■ Exercise task ■
Repeat the listing in full, word for word.

===============

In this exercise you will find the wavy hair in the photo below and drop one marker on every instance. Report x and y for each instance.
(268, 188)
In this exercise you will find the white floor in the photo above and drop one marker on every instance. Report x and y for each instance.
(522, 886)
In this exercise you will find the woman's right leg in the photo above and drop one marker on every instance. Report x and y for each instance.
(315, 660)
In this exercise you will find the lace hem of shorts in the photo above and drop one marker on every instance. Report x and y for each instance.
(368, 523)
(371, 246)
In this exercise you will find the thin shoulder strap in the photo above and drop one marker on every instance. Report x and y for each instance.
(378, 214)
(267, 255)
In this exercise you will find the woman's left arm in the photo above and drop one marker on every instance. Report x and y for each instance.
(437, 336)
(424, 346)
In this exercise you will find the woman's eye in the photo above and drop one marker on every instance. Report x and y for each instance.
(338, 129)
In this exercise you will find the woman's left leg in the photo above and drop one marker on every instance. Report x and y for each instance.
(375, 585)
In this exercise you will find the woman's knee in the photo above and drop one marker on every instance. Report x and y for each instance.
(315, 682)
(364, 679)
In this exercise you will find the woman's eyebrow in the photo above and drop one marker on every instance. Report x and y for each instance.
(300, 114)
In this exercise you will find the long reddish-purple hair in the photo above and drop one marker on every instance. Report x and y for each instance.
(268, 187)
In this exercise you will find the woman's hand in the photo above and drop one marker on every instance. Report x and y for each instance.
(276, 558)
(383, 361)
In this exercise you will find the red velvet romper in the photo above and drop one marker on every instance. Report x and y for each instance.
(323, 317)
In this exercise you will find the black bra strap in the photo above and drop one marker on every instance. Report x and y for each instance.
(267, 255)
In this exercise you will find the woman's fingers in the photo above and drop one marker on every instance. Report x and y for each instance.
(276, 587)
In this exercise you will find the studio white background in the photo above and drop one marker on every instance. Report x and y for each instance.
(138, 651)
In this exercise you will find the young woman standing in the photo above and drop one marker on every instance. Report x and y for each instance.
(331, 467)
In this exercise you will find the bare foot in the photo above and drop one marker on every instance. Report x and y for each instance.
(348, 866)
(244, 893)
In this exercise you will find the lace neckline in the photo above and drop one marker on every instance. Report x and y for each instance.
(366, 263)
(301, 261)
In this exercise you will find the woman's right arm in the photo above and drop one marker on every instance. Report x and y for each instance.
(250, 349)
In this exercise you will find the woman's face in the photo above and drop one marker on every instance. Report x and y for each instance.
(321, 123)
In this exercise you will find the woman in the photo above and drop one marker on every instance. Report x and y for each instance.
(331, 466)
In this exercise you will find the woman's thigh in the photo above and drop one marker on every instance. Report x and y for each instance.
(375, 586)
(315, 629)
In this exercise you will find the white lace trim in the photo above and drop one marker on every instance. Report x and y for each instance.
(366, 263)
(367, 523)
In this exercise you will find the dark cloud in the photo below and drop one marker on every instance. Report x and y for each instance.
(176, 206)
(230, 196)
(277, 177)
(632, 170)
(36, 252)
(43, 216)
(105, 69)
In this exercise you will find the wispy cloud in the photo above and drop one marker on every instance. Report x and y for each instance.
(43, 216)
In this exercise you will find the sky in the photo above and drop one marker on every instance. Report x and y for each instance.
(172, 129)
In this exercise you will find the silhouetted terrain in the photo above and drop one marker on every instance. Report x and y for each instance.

===============

■ Output for this exercise ■
In this exercise you will find the wavy hair in the photo below and drop one marker on every instance. Report x and y for each instance.
(268, 188)
In this exercise you will find the white floor in the photo above and drop one marker on every instance. Report x and y for each instance.
(522, 886)
In this exercise you will find the woman's right leg in the photo above and drop one marker on every instance. Report x and y for each instance.
(315, 660)
In this exercise you will find the lace hem of shorts in the photo above and drop one marker on every instance. Report x and y for each instance.
(368, 523)
(371, 246)
In this exercise you will find the thin shoulder strap in the photo above and drop one marker on every instance. Report x and y for each instance.
(378, 214)
(267, 255)
In this exercise you will find the woman's left arm in the photo above and drop one marker on every instance. Report x and y for each instance.
(437, 336)
(424, 346)
In this exercise you will find the woman's eye in the photo above and drop one marker on every instance. Report x and y for each instance.
(338, 129)
In this exercise you will find the woman's left leg in the photo above and drop one marker on every instance. Report x and y for each instance.
(375, 585)
In this exercise you will find the woman's knee in the photo above and drop one marker on every instance. Report x and y for each instance.
(315, 682)
(364, 679)
In this exercise you will find the woman's eyebrow in the photo above and drop one marker on every instance. Report x and y for each instance.
(300, 114)
In this exercise you will find the long reddish-purple hair in the photo above and drop one marker on every instance. Report x and y for each instance.
(268, 187)
In this exercise you will find the woman's hand in the photo above and drop one marker on every instance. Report x and y for each instance.
(276, 558)
(383, 361)
In this exercise you will find the red velvet romper in the photo above and drop one marker on every instance. Report x and y for each instance.
(323, 317)
In this exercise you will find the black bra strap in the photo above and drop one marker on every instance. Report x and y for each instance.
(267, 255)
In this exercise you will find the woman's fingers in the photo above and drop one marker on every instance. Report x and y for each instance.
(276, 587)
In this exercise you will find the studio white background in the photo above and drop one marker on every instance. Report x and y for each instance.
(138, 651)
In this exercise you will find the young woman standing in the photo above and drop one marker on every instance. Report x and y for each instance.
(331, 467)
In this exercise you will find the bare foot in the photo above and drop one marker on every instance. Report x and y for each instance.
(348, 866)
(244, 893)
In this exercise you will find the lace neckline in the photo above and drop one marker on every instance. Report x and y for each instance.
(366, 263)
(301, 261)
In this exercise you will find the woman's right arm in the photo above and drop one marker on every instance. Report x and y for each instance.
(250, 349)
In this exercise you will find the woman's face in the photo above and drop one marker on every instance. Report x and y for each instance.
(321, 123)
In this exercise you will find the woman in the photo above and drop one marker on every instance. Report x and y for each instance.
(331, 466)
In this exercise you will find the woman's thigh in the photo above and drop one marker on every instance. Report x and y for each instance.
(375, 586)
(315, 629)
In this exercise you will find the white lace trim in the photo above and drop one marker on every instance. Report x and y for each instance.
(366, 263)
(367, 523)
In this exercise you will find the dark cloud in the photo below and drop one marker on every instance. Report x and y for each instance.
(176, 206)
(230, 196)
(277, 177)
(632, 170)
(36, 252)
(43, 216)
(105, 69)
In this exercise you will find the wispy cloud in the photo above and drop one marker on every instance. Report x and y for each instance.
(43, 216)
In this exercise you will find the sky in the photo above and drop one marker on every instance. Report x and y for each instance.
(172, 129)
In this exercise you will find the silhouetted terrain in the photo above and drop one marker on every instance. Report x and y for each instance.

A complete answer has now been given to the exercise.